### THE PROBLEM
Please give the data below again in full, exactly as it stands.

[Position identification records]

□ □ □ □ □ □ □

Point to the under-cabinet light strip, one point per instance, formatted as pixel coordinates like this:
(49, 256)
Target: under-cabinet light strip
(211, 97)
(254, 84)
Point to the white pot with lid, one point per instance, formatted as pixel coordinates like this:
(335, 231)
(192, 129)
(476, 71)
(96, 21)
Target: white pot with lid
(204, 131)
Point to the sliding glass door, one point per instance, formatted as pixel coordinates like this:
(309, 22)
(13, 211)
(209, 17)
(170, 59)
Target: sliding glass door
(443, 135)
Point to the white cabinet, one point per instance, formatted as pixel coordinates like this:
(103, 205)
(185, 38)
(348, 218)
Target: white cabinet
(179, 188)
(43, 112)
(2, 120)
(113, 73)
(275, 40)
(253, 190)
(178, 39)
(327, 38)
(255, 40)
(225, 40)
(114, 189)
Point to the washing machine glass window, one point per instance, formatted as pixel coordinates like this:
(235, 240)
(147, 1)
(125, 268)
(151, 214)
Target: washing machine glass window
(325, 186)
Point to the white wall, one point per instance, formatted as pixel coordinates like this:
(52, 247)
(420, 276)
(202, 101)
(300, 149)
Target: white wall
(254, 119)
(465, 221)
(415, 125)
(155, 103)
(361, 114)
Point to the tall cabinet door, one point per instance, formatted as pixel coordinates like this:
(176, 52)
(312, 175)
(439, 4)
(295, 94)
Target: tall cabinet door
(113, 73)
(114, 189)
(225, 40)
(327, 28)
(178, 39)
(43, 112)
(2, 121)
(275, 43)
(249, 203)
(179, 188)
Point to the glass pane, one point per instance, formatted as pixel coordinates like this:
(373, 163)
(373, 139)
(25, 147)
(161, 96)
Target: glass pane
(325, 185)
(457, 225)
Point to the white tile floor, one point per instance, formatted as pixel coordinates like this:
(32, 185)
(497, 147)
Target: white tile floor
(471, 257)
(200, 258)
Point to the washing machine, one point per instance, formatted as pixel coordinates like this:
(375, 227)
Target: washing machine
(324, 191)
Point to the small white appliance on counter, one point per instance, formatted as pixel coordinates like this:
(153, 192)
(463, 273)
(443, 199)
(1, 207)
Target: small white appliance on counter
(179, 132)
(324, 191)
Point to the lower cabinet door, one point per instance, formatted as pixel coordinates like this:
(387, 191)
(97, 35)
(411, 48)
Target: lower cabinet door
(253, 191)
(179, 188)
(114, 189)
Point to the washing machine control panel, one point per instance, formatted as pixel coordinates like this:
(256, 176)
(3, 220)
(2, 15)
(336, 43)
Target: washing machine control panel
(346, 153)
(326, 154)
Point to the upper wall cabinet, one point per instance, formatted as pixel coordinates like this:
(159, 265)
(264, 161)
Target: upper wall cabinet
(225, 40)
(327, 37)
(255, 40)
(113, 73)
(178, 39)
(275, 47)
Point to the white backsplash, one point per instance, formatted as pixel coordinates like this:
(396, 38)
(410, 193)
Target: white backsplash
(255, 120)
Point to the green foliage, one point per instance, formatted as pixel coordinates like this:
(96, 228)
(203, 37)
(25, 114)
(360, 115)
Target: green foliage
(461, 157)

□ □ □ □ □ □ □

### THE OUTPUT
Point to the under-cabinet light strip, one point per instance, formatted as pixel coordinates like this:
(49, 256)
Target: under-cabinet light strip
(211, 97)
(254, 84)
Point to the white pot with lid, one point per instance, formatted as pixel coordinates like this:
(335, 231)
(192, 129)
(476, 71)
(96, 21)
Target: white pot with lid
(204, 131)
Point to the sliding glass door, one point per instance, formatted as pixel coordinates like this:
(309, 22)
(13, 211)
(209, 17)
(170, 59)
Target: sliding glass door
(443, 135)
Point to the white cabinet, one point per instance, formatted as pixel coordinates like this:
(103, 205)
(185, 38)
(348, 218)
Target: white cabinet
(179, 188)
(43, 112)
(2, 120)
(113, 73)
(275, 40)
(253, 190)
(178, 39)
(327, 38)
(255, 40)
(225, 40)
(114, 189)
Point to the washing machine glass window, one point per instance, formatted as pixel coordinates like this:
(235, 240)
(147, 1)
(125, 268)
(151, 214)
Target: washing machine glass window
(325, 186)
Point to the white wall, one point per instance, formatted as pixel coordinates like this:
(52, 247)
(420, 276)
(202, 101)
(300, 149)
Target: white wall
(254, 119)
(465, 221)
(415, 125)
(155, 103)
(361, 114)
Point to the tall cabinet door, one point per instance, formatted as pixel coordinates like this:
(176, 52)
(312, 175)
(439, 4)
(295, 94)
Target: tall cabinet door
(113, 73)
(114, 189)
(225, 40)
(327, 28)
(178, 39)
(43, 112)
(2, 121)
(275, 43)
(249, 203)
(179, 188)
Point to the glass pane, one point per instance, formatted as pixel coordinates like this:
(373, 163)
(373, 139)
(25, 147)
(161, 96)
Target: glass pane
(325, 185)
(457, 225)
Point to the white tile floor, one point per instance, formatted as pixel coordinates like this:
(32, 185)
(497, 147)
Target: white tile floor
(471, 257)
(200, 258)
Point to the washing machine, one point per instance, formatted as pixel coordinates like this:
(375, 227)
Target: washing machine
(324, 191)
Point to the small white appliance on counter, one point per instance, formatted as pixel coordinates like this:
(153, 192)
(463, 273)
(443, 199)
(1, 207)
Target: small white appliance on counter
(179, 132)
(324, 191)
Point to the lower cabinet door, one point per instance, formatted as pixel coordinates like this:
(387, 191)
(97, 35)
(411, 48)
Target: lower cabinet door
(253, 191)
(179, 188)
(114, 189)
Point to the washing machine control panel, one point per instance, formatted as pixel coordinates like this:
(256, 176)
(3, 220)
(2, 15)
(336, 43)
Target: washing machine control panel
(346, 153)
(326, 154)
Point to the upper wall cabinet, one point per instance, formatted as pixel coordinates like this:
(159, 265)
(264, 161)
Target: upper wall cabinet
(225, 40)
(327, 37)
(255, 40)
(113, 73)
(178, 39)
(275, 47)
Point to the white backsplash, one point per instance, formatted as pixel coordinates like this:
(396, 38)
(410, 193)
Target: white backsplash
(255, 120)
Point to the green foliage, one point per instance, formatted as pixel coordinates like this:
(96, 228)
(203, 37)
(25, 114)
(360, 115)
Target: green foliage
(461, 157)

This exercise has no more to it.